• **PROVIDED TEXT**:
-------------------------

Healthcare Facilities

Mobile wayfinding platform helps patients, visitors navigate convoluted health campuses

Gozio Health uses a robot to roam hospital campuses to capture data and create detailed maps of the building spaces and campus.


By David Malone, Associate Editor | March 9, 2020
Mobile wayfinding platform helps patients, visitors navigate convoluted health campuses

As soon as visitors step out of their car in the parking garage, the mobile wayfinding platform provides turn-by-turn, Blue Dot navigation through the entire campus. Photos: Gozio Health

   

Anyone who has had to take a trip to the hospital, maybe to visit a sick friend or meet a new niece or nephew, knows trying to navigate a large, complex medical campus can quickly become overwhelming. Between locked staff-only areas, hallway after hallway that look exactly the same, and myriad entrances and parking garages, your hospital trip can become a frustrating experience.

University Health System, located in San Antonio, Texas, has partnered with Gozio Health to remedy this situation by creating a mobile wayfinding platform for its campus. Gozio used a robot, cleverly named Magellan, to roam the hospital to capture data and create detailed maps of the building spaces and campus.

As soon as visitors step out of their car in the parking garage, the University Health System mobile wayfinding platform provides turn-by-turn, Blue Dot navigation through the entire campus.

 

Innovations in healthcare wayfinding

The tool allows patients, visitors, and hospital staff to use their smartphone to efficiently navigate to any location on campus, from the maternity ward to the emergency room, to a specific doctor’s office, even the nearest vending machine. It also helps users avoid any “Seinfeld”-esque “lost in the garage” issues; the tool marks the individual spot where the user parked.

 

Gozio's robot, Magellan.

 

In addition to wayfinding functions, the app gives patients and visitors immediate access to physician directories, electronic medical records, and the ability to view hospital amenities, an important feature according to Joshua Titus, CEO and Founder of Gozio Health.

“For hospitals to remain competitive, they must provide patients with a digital platform that features location-based services, appointment scheduling, and access to their patient portal from their smartphone,” said Titus.

Based on statistics from Gozio, 85% of users that install the wayfinding app to navigate to a destination within a hospital will return to the app to use the other features such as for scheduling appointments and viewing their medical records.

The University Health System mobile wayfinding platform also includes access to 28 satellite clinics and urgent care centers, covering more than three million square feet of navigation.

-------------------------

• **DATA EXCERPTS**:
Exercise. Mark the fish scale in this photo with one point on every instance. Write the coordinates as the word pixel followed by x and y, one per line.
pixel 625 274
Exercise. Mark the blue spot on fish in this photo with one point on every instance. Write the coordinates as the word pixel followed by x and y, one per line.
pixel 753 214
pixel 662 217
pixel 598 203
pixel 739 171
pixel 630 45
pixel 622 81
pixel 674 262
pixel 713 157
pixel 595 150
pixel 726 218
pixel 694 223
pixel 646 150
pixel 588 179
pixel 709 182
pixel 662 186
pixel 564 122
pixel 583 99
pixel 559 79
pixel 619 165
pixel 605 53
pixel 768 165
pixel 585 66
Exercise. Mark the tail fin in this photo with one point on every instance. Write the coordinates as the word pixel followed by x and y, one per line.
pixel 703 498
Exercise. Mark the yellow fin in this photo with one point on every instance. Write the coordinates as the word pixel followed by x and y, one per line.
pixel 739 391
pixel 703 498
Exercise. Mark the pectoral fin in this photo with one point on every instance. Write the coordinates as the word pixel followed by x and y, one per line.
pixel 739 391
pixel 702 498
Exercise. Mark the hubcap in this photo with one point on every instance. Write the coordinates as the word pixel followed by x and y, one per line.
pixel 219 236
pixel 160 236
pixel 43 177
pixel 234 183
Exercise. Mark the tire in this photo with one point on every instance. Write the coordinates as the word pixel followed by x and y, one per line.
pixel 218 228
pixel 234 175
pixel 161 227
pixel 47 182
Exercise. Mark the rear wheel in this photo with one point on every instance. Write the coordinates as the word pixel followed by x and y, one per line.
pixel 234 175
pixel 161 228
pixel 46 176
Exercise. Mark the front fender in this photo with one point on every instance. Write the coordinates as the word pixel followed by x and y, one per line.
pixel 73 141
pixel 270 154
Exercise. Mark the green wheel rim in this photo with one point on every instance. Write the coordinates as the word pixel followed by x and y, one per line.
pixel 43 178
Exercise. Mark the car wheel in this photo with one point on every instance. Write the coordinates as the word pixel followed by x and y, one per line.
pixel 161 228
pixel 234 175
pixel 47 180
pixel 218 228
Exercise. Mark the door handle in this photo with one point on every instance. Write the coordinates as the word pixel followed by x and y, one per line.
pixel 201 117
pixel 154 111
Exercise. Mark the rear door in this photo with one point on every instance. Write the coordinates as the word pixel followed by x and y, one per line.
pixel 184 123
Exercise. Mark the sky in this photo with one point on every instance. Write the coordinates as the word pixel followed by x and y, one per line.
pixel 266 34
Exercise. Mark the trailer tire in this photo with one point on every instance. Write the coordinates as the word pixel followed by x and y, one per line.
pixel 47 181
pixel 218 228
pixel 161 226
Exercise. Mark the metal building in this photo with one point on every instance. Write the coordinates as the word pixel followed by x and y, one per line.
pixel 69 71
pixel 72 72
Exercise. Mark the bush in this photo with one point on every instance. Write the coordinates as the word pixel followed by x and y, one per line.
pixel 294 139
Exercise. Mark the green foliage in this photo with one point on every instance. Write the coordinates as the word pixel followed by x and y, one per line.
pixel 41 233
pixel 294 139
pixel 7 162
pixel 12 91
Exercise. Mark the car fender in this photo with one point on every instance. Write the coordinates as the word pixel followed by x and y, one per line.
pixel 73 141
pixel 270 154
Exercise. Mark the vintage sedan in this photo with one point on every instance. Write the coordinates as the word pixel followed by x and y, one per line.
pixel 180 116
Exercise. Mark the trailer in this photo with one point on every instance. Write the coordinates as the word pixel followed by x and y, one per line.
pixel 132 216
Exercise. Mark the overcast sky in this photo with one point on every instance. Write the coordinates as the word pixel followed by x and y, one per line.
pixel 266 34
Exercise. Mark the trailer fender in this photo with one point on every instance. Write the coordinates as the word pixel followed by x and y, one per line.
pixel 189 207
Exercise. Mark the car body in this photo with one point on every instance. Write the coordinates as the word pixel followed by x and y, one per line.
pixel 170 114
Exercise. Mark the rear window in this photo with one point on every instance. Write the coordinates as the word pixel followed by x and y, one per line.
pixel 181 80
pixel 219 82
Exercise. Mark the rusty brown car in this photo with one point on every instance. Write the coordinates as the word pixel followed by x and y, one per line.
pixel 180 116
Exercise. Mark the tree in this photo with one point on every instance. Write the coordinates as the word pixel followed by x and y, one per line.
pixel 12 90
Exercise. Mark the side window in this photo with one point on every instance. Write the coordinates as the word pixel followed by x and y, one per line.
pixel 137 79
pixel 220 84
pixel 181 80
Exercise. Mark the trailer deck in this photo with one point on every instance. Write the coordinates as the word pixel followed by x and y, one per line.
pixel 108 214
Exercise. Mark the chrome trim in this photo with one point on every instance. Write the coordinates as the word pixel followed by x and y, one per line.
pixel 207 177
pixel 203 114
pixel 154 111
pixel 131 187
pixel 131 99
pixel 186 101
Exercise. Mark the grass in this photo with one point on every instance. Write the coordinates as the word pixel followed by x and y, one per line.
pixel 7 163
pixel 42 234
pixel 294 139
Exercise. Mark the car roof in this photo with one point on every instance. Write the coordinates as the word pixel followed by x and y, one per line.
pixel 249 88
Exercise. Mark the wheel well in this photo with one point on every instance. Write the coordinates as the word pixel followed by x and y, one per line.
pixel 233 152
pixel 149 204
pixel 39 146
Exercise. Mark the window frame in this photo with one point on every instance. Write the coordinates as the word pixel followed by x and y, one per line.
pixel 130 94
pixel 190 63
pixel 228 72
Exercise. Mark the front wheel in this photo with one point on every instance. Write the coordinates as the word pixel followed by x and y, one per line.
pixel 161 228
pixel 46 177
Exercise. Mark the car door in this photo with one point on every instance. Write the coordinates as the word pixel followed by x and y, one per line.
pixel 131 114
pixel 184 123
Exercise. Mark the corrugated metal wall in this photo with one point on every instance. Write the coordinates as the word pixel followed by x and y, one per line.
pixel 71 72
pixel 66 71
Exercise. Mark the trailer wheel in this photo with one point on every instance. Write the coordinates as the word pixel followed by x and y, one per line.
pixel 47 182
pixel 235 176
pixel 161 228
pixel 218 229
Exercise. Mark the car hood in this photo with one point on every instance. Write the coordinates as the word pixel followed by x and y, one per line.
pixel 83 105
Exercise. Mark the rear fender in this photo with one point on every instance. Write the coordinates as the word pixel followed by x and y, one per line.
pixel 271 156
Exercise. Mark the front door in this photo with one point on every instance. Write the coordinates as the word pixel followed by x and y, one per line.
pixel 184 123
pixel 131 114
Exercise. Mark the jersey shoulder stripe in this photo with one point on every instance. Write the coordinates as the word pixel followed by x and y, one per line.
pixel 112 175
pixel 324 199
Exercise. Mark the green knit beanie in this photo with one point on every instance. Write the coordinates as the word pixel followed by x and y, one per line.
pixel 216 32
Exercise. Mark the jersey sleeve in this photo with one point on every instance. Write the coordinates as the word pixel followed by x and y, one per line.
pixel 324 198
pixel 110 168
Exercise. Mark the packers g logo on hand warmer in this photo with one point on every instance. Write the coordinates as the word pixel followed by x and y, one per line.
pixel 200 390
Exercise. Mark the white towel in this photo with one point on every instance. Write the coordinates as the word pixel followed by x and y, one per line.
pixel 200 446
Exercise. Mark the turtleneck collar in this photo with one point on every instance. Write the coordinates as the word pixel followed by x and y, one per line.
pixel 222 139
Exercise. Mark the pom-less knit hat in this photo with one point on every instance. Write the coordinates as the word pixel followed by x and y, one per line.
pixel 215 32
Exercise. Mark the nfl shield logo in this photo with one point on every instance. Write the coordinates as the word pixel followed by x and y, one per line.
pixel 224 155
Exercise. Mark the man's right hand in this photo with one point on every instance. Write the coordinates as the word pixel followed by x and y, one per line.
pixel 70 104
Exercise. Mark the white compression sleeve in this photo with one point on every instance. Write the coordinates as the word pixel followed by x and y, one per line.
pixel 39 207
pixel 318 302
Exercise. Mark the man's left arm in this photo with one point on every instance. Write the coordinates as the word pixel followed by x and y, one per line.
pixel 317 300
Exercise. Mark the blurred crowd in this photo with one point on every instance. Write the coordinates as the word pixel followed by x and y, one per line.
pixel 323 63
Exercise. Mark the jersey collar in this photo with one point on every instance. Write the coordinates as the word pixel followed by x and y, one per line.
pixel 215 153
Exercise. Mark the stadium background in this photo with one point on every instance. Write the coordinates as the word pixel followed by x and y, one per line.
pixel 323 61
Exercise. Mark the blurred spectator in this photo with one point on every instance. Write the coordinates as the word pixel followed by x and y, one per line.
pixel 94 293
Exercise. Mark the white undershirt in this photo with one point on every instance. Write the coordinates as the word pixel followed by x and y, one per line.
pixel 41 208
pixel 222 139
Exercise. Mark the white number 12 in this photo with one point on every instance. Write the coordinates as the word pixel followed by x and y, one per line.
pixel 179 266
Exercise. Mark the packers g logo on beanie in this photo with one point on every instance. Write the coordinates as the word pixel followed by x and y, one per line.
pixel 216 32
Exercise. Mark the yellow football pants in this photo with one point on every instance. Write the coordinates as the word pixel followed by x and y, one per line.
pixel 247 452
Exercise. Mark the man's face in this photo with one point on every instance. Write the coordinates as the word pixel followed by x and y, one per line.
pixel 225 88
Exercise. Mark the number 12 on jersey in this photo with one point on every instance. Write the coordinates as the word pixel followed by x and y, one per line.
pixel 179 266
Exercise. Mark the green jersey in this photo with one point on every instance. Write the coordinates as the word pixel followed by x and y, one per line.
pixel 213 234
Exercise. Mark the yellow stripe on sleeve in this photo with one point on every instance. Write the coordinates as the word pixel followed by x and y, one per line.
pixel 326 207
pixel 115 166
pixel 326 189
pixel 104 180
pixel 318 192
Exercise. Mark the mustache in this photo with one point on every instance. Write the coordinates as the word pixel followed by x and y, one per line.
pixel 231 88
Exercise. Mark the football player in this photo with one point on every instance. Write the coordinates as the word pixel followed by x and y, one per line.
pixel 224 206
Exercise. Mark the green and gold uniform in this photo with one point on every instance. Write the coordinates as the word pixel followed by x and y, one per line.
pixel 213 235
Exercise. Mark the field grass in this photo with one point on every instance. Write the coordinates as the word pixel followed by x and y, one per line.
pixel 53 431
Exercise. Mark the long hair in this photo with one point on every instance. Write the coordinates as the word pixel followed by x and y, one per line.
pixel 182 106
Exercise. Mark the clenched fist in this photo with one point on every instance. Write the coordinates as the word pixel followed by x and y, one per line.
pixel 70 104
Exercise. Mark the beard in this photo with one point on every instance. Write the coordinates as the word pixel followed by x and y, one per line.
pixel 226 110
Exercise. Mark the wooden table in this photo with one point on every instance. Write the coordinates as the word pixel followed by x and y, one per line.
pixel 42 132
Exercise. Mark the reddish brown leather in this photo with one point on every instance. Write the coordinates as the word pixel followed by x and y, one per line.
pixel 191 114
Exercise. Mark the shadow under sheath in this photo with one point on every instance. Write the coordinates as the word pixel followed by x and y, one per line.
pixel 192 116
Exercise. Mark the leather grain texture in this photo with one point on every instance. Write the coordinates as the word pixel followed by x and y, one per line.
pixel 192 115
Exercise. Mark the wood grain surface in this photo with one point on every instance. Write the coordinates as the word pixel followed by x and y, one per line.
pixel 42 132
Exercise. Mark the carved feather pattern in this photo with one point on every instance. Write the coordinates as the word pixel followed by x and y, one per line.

-------------------------

Please retype the hospital wayfinding article, beginning at the words "Gozio's robot, Magellan." and stopping after "of Gozio Health.".

• **EXPECTED ANSWER**:
Gozio's robot, Magellan.

 

In addition to wayfinding functions, the app gives patients and visitors immediate access to physician directories, electronic medical records, and the ability to view hospital amenities, an important feature according to Joshua Titus, CEO and Founder of Gozio Health.